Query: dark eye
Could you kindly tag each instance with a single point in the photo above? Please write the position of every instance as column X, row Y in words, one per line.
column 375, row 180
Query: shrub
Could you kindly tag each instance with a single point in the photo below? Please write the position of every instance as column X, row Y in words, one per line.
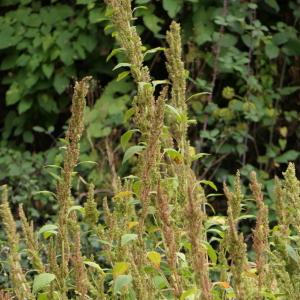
column 154, row 238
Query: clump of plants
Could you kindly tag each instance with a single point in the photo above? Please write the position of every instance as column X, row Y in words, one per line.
column 153, row 239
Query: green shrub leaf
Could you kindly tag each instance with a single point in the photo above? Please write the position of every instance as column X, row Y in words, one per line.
column 42, row 281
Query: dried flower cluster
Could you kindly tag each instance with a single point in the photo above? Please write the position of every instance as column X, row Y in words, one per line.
column 153, row 239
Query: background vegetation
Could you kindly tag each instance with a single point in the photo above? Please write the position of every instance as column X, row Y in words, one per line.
column 242, row 61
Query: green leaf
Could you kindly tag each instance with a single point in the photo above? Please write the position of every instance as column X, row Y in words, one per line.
column 173, row 110
column 76, row 208
column 130, row 152
column 120, row 268
column 24, row 105
column 97, row 15
column 48, row 230
column 60, row 83
column 42, row 281
column 13, row 95
column 288, row 156
column 121, row 65
column 172, row 7
column 120, row 282
column 122, row 75
column 210, row 183
column 128, row 114
column 273, row 4
column 272, row 51
column 152, row 22
column 155, row 258
column 48, row 70
column 211, row 252
column 128, row 237
column 114, row 52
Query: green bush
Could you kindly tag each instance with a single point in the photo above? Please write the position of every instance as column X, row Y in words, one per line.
column 153, row 239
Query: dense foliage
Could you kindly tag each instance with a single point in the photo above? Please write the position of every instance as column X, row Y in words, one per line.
column 184, row 109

--

* YOUR ASSIGNMENT *
Please output the entire listing above verbatim and omit its images.

* PROBLEM SOLUTION *
Query: dark eye
Could you kindly tag each instance with a single point in the photo above? Please write the position of every instance as column X, row Y in words, one per line.
column 375, row 180
Query: shrub
Could you kindly tag each instance with a single point in the photo below? Please write the position of every instance as column X, row Y in words, one per line.
column 154, row 238
Query: clump of plants
Could you kindly tag each instance with a single point in the photo above? Please write the position of every instance as column X, row Y in words, one per line.
column 153, row 239
Query: green shrub leaf
Could you kindly tag each instance with a single point in the photo above? Please write the position of every instance as column X, row Y in words, one per line.
column 42, row 281
Query: dried flower cluster
Could you kindly tag each instance with a single point in the photo above? Please write the position of every instance as column X, row Y in words, one per line.
column 153, row 239
Query: background vegetation
Could you kindly tag each instance with a single point in the photo above? Please write the position of every instance as column X, row Y in words, one per line.
column 242, row 61
Query: green leaf
Could you kindly tag each instance with a single point in the photo above? Please write the position of every instance as column X, row Y in words, one per line.
column 173, row 110
column 76, row 208
column 130, row 152
column 120, row 268
column 24, row 105
column 97, row 15
column 48, row 230
column 60, row 83
column 42, row 281
column 13, row 95
column 288, row 156
column 121, row 65
column 172, row 7
column 120, row 282
column 122, row 75
column 210, row 183
column 128, row 114
column 273, row 4
column 272, row 51
column 152, row 22
column 155, row 258
column 48, row 70
column 211, row 252
column 128, row 237
column 114, row 52
Query: green bush
Could you kindly tag each instance with a single point in the photo above? Please write the position of every instance as column X, row Y in words, one per line.
column 153, row 239
Query: dense foliage
Could you kindly tag each instance with a single point in the photo above? Please write the position of every instance as column X, row Y in words, one per line.
column 184, row 109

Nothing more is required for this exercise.